The Oak Professorship was established in 1993 by founders of the Oak
Foundation, a private philanthropic organization devoted to education and
social service.

Faculty Notes
Charlie Bassett, Lee Family Professor of English and American studies,
Phyllis Mannocchi, assistant professor of English, and Associate
Professor of English James Boylan were listed as Colby "legends" in the
1996 Insider's Guide to Colleges.. . . . Tamae Prindle, associate
professor of East Asian studies, served as a panelist for the Japanese Women's
Studies Association in Osaka. . . . Nikky Singh, associate
professor of religious studies, presented papers for the Institute of
Commonwealth and American Studies and English Language in Mysore, India, and
for the American Academy of Religion in Philadelphia. . .
. Barbara Best, assistant professor of biology, presented a paper
and chaired a panel for the American Society of Zoologists in Washington, D.C.
. . . Jim Webb, assistant professor of history, has been named the
first president of the Saharan Studies Association. . . . Assistant
Professor of Sociology and Anthropology David Nugent presented a paper
and served as a panelist for the American Anthropological Association in
Washington, D.C. . . . Paul Doss, assistant professor of geology,
was elected chair of the Committee on Geology and Public Policy at the recent
national meeting of the Geological Society of America in New Orleans. .
. .Visiting Instructor of Sociology and Anthropology Constantine
Hriskos presented a paper for the American Anthropological Association in
Washington, D. C. . . . Sandy Grande, instructor of education and
human development, served as a panel moderator for the American Educational
Studies Association in Cleveland. . . .Assistant Professor of Government
Paul Ellenbogen presented a paper for the Southern Political Science
Association meeting in Tampa, Fla. . . . Mary Beth Mills, assistant
professor of sociology and anthropology, presented papers for the American
Anthropological Association in Washington, D.C. . . . Jill
Gordon, assistant professor of philosophy, presented a paper for the
Society for Ancient Greek philosophy at Birmingham University. . . .Visiting
Assistant Professor of History Robert Lafleur presented a paper for a
conference on 16th-century studies in San Francisco. . . . Robert
Nelson, assistant professor and chair of geology, presented a paper for the
Geological Society of America in New Orleans. . . . Charles
Conover, assistant professor of physics, presented a paper for the New
England Section of APS at Bowdoin College.

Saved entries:

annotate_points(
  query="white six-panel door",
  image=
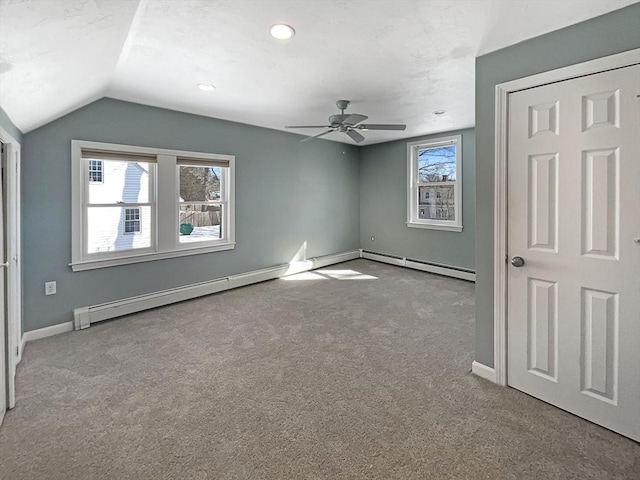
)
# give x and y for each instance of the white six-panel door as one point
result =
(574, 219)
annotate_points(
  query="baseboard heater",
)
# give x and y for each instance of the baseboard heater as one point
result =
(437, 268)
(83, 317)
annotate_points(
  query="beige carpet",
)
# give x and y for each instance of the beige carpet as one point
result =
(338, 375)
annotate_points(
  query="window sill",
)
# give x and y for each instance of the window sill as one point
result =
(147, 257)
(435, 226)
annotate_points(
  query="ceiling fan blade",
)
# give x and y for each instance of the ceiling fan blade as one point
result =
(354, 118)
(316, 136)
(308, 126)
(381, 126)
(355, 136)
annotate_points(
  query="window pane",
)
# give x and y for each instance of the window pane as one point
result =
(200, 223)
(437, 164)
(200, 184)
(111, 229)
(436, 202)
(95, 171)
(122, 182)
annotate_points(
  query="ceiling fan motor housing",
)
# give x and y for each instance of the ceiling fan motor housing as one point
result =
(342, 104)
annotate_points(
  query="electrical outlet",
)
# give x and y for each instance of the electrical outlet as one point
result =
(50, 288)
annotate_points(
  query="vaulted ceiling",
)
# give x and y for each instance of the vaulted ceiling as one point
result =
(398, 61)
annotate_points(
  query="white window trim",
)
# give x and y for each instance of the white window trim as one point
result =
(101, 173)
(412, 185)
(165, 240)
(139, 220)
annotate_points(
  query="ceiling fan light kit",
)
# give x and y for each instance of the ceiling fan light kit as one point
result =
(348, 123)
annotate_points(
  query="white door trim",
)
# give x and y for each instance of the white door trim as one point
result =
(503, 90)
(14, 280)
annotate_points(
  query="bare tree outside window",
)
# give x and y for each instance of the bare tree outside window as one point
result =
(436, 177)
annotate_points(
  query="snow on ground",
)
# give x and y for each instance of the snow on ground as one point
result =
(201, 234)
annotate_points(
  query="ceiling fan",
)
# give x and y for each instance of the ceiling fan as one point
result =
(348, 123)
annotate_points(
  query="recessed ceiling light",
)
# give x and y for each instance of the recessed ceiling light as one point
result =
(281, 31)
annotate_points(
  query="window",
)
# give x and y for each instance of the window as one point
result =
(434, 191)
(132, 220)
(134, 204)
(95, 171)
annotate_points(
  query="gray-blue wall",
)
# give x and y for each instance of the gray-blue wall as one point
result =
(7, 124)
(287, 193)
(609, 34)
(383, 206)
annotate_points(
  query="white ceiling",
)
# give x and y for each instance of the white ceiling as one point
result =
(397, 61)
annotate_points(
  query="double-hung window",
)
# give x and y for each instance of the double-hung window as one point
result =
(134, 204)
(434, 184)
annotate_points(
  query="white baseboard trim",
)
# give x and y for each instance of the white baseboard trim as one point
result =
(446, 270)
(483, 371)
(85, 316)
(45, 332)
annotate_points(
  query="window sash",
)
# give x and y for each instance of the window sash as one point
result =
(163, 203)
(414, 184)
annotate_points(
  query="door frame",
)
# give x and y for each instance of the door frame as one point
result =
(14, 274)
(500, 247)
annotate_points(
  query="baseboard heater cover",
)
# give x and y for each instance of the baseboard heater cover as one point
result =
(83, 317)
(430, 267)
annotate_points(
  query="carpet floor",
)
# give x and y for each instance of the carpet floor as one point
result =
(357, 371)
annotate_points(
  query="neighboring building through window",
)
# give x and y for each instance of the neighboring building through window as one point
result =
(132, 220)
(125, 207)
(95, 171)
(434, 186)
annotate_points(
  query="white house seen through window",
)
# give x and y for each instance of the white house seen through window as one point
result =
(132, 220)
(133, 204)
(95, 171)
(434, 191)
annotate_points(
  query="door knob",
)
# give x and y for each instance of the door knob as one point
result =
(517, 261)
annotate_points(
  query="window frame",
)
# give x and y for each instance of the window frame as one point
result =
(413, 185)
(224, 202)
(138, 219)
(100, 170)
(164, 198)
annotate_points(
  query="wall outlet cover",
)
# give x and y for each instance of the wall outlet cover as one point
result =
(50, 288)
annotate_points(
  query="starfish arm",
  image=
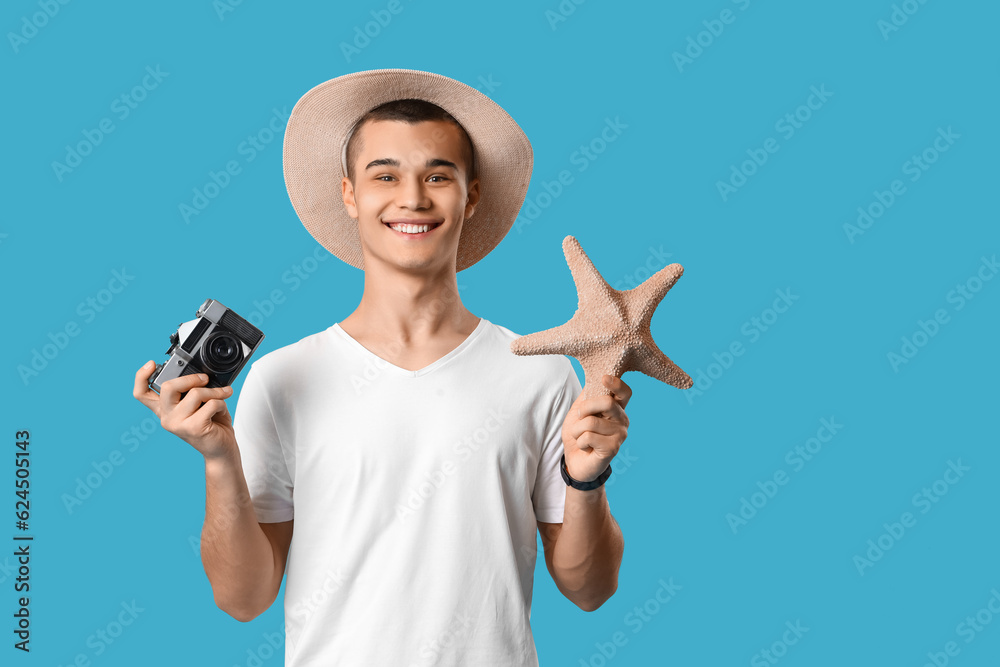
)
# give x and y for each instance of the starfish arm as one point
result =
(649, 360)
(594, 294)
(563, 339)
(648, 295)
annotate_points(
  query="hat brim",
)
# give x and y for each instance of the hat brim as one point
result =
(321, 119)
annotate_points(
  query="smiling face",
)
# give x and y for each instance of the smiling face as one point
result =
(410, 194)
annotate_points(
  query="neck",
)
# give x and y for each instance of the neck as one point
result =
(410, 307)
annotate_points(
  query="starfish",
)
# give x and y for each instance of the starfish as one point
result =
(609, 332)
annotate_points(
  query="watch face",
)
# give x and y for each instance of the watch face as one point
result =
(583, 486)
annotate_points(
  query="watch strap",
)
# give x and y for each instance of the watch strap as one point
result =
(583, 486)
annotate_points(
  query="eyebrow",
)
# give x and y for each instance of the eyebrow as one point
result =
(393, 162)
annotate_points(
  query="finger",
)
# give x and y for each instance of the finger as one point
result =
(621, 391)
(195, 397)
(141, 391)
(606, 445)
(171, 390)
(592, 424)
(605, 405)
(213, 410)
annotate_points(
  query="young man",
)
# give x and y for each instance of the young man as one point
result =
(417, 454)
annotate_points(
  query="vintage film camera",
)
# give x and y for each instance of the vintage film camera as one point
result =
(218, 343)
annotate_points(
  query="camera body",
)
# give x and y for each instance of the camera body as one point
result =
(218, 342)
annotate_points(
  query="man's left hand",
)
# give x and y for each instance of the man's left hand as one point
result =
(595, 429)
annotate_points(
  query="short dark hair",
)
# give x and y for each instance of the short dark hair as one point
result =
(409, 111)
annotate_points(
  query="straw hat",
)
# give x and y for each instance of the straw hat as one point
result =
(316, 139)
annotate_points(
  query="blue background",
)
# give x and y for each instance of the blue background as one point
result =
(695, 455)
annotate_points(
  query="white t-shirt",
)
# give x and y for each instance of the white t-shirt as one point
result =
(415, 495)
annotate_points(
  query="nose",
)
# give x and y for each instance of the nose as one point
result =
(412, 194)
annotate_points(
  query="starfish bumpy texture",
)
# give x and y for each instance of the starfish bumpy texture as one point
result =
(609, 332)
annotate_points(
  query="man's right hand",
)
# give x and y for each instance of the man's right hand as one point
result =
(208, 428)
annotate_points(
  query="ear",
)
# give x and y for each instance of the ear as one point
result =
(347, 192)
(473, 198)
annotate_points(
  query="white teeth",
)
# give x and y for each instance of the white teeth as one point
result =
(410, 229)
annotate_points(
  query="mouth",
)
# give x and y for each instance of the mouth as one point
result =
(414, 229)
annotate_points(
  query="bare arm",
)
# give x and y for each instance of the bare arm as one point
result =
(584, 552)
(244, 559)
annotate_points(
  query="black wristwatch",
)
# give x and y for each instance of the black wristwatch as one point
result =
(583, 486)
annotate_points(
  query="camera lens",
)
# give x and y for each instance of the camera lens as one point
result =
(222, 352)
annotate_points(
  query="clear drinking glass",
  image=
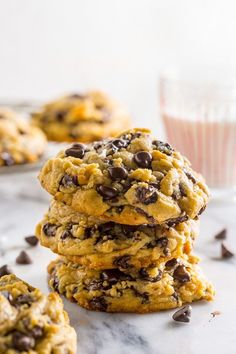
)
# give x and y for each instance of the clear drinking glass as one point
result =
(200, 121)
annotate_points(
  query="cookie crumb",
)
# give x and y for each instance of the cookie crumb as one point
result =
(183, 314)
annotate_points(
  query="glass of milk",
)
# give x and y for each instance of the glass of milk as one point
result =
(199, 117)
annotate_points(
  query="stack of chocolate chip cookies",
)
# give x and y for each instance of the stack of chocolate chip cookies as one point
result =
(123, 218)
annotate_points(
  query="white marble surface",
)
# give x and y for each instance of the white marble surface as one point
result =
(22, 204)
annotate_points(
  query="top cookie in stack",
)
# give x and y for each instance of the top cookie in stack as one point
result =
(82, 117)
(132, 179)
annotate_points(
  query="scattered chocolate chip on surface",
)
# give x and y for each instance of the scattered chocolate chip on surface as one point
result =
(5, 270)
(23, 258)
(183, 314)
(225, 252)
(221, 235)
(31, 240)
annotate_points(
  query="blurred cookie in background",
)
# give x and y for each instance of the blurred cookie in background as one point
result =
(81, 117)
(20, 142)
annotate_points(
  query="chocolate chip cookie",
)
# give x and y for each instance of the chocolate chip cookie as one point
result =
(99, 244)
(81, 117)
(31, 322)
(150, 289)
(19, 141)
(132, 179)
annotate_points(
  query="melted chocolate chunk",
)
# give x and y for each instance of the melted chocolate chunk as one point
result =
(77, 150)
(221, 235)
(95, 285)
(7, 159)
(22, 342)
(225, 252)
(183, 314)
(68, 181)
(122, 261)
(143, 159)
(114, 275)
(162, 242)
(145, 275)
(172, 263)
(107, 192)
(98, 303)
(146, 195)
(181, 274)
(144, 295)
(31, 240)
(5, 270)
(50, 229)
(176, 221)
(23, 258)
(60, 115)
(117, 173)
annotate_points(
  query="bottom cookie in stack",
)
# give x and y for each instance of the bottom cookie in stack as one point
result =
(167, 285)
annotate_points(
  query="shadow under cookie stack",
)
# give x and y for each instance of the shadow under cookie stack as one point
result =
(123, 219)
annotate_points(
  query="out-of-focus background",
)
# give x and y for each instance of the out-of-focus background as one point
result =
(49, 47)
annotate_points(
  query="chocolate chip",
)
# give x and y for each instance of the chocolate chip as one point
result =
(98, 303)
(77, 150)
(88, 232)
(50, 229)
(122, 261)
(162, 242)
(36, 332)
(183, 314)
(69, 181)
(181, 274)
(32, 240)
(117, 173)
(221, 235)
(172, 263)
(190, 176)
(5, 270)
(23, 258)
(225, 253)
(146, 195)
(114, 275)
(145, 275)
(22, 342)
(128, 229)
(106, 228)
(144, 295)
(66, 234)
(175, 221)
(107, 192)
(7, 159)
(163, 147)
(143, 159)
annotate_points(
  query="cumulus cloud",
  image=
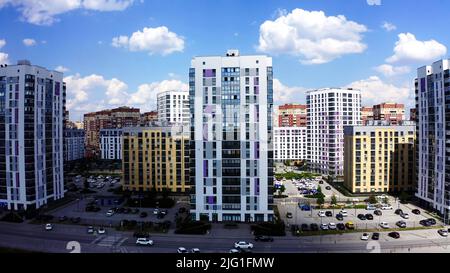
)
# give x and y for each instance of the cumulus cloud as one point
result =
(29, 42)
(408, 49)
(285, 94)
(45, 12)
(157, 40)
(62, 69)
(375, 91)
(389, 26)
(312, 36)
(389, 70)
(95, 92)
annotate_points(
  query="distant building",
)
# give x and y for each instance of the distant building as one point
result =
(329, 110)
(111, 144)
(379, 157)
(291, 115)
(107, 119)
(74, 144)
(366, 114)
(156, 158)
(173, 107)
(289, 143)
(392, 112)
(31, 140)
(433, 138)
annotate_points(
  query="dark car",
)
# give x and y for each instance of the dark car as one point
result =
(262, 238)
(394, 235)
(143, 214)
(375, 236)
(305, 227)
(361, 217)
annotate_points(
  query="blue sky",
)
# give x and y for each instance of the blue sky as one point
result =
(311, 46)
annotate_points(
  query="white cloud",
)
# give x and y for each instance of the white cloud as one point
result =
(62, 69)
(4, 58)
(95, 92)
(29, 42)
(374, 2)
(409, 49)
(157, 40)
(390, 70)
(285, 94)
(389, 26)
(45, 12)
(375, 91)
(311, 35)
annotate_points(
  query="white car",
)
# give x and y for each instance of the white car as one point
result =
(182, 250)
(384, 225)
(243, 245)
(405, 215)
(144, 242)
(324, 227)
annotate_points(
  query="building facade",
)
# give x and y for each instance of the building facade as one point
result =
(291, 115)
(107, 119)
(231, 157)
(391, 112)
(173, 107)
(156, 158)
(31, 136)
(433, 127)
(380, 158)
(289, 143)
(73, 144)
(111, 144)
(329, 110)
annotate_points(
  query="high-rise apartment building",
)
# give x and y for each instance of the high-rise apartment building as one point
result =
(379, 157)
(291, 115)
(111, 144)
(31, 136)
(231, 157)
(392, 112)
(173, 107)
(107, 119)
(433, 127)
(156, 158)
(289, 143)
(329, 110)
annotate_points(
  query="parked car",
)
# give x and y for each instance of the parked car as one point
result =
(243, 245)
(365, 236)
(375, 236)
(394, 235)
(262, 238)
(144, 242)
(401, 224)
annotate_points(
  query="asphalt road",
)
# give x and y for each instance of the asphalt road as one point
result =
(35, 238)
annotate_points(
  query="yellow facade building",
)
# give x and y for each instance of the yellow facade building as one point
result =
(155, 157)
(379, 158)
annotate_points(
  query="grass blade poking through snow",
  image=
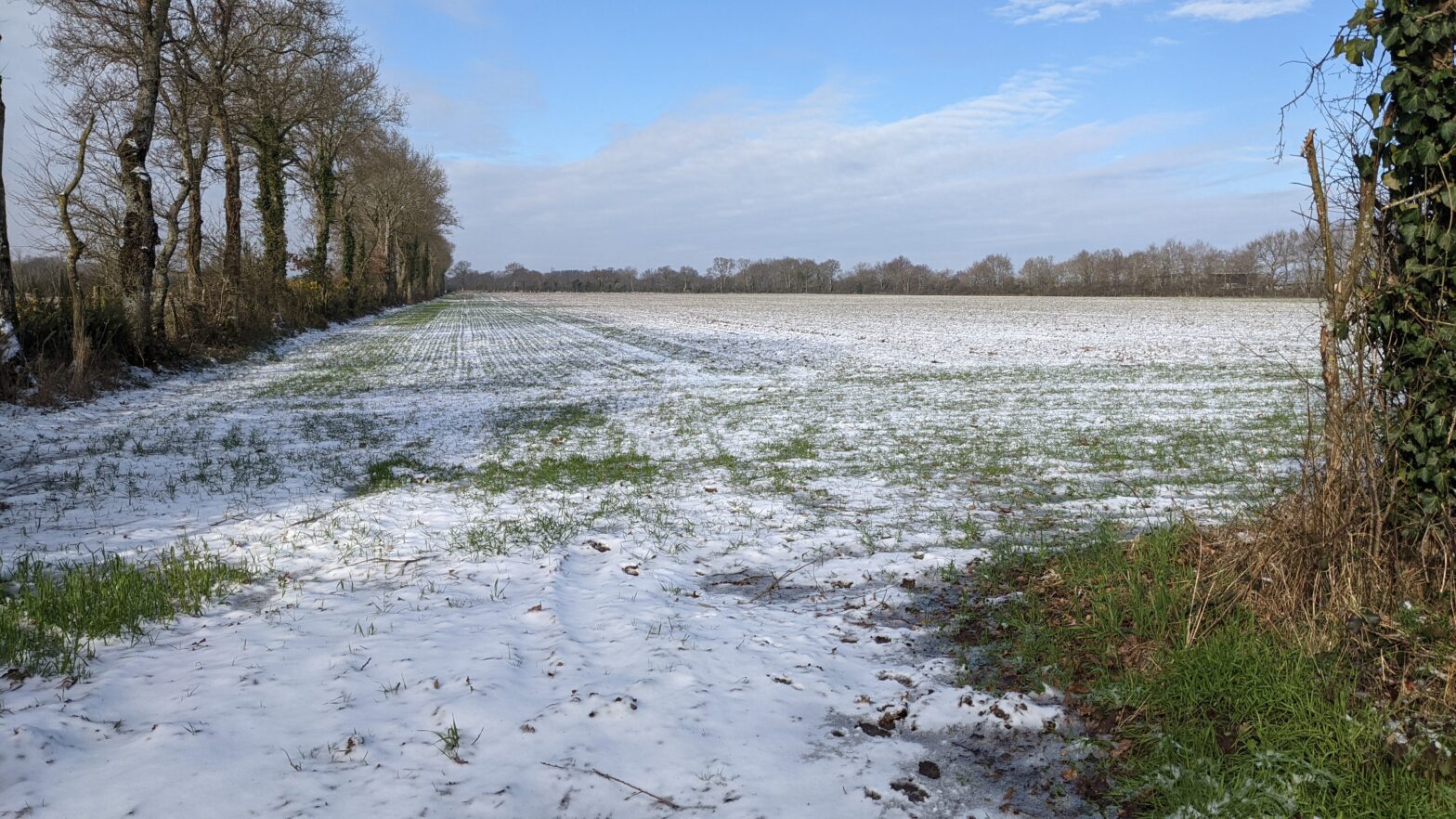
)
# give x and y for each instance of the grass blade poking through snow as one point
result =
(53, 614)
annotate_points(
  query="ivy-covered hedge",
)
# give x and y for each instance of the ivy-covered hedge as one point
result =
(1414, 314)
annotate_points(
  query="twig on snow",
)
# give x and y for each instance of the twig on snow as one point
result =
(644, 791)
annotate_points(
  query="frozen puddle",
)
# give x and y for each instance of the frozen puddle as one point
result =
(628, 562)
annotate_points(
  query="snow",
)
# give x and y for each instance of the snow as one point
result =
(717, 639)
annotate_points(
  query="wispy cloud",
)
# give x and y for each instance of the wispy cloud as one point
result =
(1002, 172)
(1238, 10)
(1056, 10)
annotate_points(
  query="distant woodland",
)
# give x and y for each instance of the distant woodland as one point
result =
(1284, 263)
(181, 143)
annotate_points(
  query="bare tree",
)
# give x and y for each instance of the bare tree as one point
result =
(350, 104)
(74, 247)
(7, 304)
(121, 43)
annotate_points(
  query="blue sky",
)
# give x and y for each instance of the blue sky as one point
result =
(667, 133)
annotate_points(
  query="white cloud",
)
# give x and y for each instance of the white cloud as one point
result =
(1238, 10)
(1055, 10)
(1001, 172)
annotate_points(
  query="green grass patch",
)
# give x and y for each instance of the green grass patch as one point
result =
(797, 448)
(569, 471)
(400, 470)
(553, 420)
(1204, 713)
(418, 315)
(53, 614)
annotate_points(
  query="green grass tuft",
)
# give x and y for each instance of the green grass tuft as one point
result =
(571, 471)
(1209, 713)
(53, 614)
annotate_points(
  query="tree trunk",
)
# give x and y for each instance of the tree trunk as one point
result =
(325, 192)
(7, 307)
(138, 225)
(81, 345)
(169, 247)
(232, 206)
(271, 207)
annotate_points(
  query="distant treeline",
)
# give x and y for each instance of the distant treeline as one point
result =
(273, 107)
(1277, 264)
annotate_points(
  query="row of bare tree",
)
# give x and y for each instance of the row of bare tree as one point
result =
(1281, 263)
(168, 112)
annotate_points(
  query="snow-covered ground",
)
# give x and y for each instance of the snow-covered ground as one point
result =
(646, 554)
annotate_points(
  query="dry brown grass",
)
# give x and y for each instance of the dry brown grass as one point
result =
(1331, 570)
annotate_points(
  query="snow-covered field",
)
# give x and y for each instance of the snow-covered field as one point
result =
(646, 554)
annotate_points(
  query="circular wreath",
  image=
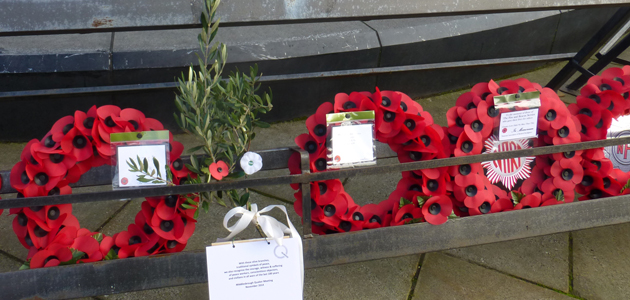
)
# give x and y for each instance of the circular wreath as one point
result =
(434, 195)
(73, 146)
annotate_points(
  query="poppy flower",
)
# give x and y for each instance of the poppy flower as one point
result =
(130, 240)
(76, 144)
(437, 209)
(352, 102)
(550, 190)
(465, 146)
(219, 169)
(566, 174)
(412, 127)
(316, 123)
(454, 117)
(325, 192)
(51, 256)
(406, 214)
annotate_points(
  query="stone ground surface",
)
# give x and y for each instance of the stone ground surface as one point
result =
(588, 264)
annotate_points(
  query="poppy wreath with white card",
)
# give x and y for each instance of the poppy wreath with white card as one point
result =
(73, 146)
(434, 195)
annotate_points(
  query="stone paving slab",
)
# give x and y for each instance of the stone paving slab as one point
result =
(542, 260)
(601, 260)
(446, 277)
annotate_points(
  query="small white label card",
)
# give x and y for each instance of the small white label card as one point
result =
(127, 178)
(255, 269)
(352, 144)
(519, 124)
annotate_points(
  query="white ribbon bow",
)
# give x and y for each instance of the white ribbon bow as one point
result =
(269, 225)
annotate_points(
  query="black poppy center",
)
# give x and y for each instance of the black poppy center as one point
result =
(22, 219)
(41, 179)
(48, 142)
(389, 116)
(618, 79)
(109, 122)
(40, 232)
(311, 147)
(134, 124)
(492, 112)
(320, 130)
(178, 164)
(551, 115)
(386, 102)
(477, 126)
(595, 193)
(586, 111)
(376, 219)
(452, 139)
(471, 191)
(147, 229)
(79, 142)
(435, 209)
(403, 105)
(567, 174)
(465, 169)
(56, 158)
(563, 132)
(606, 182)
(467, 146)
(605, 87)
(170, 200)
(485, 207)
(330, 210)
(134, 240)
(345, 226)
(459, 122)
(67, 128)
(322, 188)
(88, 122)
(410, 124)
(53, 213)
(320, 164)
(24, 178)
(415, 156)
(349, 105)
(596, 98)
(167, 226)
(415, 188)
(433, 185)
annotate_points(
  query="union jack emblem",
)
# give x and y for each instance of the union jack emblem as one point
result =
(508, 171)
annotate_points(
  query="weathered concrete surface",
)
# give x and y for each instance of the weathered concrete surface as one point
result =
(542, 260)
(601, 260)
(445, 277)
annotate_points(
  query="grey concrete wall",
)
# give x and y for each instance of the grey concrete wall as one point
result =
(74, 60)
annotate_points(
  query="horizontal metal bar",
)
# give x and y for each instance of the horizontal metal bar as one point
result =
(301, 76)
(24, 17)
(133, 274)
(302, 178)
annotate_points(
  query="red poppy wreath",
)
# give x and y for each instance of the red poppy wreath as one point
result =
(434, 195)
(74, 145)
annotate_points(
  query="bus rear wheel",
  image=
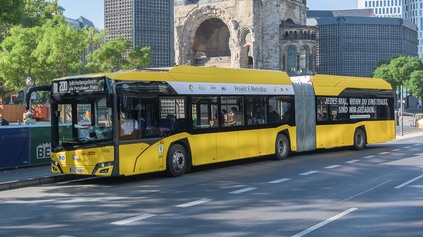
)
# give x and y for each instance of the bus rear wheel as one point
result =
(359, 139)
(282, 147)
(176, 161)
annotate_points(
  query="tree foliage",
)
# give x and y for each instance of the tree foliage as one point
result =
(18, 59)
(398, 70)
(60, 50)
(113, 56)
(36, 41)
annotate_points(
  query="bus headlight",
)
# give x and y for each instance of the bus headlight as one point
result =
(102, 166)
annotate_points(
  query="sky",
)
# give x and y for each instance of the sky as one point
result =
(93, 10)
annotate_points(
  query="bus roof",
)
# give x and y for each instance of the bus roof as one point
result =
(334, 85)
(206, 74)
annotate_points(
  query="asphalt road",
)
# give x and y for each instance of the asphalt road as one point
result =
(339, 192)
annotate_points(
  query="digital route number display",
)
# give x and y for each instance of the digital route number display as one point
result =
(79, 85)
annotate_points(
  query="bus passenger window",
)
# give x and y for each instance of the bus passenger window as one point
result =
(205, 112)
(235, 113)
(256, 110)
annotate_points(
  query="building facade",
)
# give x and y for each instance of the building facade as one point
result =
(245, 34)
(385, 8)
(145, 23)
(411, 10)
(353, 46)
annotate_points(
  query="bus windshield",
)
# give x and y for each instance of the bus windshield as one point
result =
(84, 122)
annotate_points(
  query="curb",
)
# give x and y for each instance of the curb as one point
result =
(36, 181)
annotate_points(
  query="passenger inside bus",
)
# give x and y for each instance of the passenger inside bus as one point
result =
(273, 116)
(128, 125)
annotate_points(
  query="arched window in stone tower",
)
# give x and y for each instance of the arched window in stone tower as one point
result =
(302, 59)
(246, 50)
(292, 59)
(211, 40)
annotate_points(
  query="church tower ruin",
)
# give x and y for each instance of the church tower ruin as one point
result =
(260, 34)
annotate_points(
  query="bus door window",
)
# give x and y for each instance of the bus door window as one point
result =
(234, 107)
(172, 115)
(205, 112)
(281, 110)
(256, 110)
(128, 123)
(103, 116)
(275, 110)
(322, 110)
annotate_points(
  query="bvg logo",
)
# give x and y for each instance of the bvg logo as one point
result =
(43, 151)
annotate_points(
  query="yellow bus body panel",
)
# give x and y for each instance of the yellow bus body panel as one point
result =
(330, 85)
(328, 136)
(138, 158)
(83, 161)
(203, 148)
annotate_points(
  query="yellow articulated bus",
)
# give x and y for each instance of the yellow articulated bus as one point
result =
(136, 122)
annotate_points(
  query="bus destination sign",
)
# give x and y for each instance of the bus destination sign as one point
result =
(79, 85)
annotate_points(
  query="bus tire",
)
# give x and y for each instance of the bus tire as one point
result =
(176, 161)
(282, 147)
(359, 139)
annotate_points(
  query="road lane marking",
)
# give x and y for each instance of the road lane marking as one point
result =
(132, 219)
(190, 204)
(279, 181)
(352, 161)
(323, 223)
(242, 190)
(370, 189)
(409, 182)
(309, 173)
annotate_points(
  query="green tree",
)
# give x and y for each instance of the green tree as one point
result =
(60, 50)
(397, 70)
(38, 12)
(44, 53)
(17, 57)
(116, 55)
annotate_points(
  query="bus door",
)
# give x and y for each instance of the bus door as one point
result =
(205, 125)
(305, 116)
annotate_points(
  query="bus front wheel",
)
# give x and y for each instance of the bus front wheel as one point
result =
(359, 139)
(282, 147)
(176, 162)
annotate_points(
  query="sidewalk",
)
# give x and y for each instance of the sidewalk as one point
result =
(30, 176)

(Exercise instructions):
In the faculty notes, what position was Jim Webb named to?

(Answer to the problem):
He was named the first president of the Saharan Studies Association.